**TASK DIRECTIONS:** Count the lines in the listing below that contain the string "face", treating case as significant, and give only that number.

Dataset rows showing where objects appear
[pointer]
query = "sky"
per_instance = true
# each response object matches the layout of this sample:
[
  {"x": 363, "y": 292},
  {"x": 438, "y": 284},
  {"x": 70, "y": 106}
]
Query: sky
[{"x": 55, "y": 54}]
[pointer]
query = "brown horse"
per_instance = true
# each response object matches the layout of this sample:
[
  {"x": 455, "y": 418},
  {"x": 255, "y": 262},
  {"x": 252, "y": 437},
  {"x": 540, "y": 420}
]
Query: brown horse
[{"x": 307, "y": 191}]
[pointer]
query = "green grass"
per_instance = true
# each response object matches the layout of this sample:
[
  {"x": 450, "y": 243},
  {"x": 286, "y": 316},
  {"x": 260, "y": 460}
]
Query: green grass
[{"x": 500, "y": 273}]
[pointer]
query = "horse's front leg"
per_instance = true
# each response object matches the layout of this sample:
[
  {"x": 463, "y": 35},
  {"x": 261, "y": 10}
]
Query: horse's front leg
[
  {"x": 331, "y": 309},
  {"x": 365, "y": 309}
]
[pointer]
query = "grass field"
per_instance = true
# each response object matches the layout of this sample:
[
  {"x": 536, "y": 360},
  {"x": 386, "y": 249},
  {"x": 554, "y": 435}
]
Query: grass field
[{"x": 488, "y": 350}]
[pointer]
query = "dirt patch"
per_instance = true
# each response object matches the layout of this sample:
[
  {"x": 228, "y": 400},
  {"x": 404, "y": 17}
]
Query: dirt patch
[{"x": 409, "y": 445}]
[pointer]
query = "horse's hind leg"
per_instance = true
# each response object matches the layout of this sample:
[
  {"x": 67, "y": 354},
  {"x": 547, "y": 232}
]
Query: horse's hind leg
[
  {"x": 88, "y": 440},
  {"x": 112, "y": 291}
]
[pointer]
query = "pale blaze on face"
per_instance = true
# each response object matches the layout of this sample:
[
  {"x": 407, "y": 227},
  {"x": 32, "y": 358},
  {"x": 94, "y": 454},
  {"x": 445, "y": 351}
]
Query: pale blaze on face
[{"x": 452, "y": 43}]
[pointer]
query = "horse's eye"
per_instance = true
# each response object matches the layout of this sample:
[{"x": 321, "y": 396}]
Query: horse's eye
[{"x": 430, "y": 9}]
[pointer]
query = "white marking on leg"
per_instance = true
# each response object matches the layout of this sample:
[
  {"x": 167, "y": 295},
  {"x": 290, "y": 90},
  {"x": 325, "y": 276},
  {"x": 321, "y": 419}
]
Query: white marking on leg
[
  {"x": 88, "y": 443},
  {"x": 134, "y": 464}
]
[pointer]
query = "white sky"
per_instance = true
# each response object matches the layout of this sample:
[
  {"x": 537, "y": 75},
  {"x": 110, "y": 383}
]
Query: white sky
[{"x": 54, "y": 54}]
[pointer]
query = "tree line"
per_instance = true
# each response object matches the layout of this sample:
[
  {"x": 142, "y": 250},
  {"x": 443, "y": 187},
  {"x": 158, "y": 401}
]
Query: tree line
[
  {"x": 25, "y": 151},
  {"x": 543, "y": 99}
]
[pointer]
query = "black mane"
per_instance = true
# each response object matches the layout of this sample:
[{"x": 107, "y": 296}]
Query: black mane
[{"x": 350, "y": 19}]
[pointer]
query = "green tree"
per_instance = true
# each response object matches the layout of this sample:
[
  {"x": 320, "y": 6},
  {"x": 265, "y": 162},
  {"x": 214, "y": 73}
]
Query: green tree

**REPLY TO THE EXERCISE:** 2